- **WORK TASK**
Write out again the entries from the first line to the line that includes "pixel 496 188", keeping both of those lines.

- **Saved entries**

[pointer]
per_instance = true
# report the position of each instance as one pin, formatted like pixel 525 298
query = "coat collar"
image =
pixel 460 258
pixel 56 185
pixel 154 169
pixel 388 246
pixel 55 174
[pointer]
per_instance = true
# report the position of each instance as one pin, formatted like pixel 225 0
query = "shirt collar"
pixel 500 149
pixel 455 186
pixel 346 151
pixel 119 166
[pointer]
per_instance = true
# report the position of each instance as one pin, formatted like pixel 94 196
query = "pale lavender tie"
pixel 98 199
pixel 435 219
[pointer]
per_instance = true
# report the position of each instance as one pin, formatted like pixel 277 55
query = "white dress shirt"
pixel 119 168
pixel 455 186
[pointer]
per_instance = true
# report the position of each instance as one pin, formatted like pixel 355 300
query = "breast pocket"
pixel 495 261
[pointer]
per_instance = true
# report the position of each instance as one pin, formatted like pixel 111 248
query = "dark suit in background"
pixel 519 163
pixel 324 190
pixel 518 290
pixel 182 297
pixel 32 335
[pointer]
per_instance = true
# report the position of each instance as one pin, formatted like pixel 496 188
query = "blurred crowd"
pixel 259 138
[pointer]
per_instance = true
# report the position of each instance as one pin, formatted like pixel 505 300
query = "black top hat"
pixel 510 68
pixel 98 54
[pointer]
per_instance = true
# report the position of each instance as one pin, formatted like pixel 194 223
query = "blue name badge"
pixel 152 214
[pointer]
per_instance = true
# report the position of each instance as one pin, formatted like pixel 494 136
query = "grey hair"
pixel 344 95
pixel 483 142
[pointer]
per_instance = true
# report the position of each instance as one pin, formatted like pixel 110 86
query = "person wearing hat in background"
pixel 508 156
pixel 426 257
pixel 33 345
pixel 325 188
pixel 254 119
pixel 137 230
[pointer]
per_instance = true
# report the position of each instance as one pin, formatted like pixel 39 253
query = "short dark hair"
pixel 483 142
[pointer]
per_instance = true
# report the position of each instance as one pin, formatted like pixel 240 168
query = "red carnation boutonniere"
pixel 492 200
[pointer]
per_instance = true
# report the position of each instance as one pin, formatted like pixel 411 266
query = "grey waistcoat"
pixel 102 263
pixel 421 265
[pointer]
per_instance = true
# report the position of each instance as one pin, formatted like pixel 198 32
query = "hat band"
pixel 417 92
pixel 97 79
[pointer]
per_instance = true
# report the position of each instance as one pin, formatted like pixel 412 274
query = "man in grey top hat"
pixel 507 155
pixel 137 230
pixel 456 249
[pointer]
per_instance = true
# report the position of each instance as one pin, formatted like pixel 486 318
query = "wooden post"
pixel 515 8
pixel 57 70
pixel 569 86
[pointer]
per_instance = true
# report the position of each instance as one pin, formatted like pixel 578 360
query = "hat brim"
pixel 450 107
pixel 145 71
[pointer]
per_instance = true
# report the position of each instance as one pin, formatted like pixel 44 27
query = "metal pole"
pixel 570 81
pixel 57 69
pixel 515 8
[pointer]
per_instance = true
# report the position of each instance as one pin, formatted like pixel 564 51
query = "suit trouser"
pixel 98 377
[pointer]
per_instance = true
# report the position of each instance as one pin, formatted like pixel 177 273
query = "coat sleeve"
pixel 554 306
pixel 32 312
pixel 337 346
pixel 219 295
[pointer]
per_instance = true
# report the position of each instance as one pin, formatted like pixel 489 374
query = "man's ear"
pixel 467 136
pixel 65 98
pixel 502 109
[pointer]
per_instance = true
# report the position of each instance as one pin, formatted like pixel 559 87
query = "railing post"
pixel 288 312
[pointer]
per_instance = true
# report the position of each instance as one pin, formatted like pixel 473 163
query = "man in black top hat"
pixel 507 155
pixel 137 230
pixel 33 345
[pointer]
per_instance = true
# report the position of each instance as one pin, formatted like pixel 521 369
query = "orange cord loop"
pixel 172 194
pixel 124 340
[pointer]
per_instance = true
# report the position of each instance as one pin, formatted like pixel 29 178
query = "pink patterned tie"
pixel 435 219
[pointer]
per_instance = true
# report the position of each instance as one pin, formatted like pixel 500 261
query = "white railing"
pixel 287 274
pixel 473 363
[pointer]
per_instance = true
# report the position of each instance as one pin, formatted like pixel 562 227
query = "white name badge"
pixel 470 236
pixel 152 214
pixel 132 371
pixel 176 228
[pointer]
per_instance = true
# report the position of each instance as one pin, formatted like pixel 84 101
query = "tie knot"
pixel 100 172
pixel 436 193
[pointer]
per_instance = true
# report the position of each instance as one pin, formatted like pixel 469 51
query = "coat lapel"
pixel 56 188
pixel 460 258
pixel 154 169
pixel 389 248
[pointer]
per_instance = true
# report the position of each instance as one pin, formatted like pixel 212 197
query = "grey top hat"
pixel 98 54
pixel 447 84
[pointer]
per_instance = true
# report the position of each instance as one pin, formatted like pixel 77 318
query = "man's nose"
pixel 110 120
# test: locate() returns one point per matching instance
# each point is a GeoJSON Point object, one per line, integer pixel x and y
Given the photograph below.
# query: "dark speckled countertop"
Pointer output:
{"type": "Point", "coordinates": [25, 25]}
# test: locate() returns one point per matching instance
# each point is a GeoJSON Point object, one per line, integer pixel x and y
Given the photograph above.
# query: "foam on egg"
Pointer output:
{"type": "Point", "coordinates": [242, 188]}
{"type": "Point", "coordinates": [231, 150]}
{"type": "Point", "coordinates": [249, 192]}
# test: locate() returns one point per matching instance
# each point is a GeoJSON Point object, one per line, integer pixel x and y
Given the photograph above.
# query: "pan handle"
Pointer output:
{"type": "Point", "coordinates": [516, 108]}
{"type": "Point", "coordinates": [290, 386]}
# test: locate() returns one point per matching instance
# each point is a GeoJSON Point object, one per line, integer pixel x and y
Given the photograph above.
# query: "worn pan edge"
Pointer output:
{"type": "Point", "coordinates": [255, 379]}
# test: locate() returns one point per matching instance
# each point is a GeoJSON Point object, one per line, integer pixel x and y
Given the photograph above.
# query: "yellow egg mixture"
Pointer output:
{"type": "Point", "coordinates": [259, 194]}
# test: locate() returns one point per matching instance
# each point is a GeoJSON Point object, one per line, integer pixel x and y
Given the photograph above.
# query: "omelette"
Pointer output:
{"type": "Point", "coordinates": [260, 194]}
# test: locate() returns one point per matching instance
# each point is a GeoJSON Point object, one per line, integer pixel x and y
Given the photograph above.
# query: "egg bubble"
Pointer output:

- **RESULT OF THIS EXERCISE**
[pointer]
per_instance = true
# report the position of each instance as one pin, formatted like pixel 525 298
query = "coat collar"
image =
pixel 460 258
pixel 56 185
pixel 154 169
pixel 388 246
pixel 55 174
[pointer]
per_instance = true
# report the position of each instance as one pin, formatted like pixel 225 0
query = "shirt collar"
pixel 500 149
pixel 455 186
pixel 346 151
pixel 119 166
[pointer]
per_instance = true
# report the position of each instance as one pin, formatted like pixel 94 196
query = "pale lavender tie"
pixel 98 199
pixel 435 219
[pointer]
per_instance = true
# report the position of each instance as one pin, formatted like pixel 277 55
query = "white dress shirt"
pixel 119 168
pixel 455 186
[pointer]
per_instance = true
# report the position of each instance as one pin, formatted like pixel 355 300
query = "breast pocket"
pixel 495 261
[pointer]
per_instance = true
# report the position of each instance as one pin, formatted like pixel 111 248
query = "dark suit in background"
pixel 519 163
pixel 324 190
pixel 518 290
pixel 182 297
pixel 32 335
[pointer]
per_instance = true
# report the position of each instance as one pin, formatted like pixel 496 188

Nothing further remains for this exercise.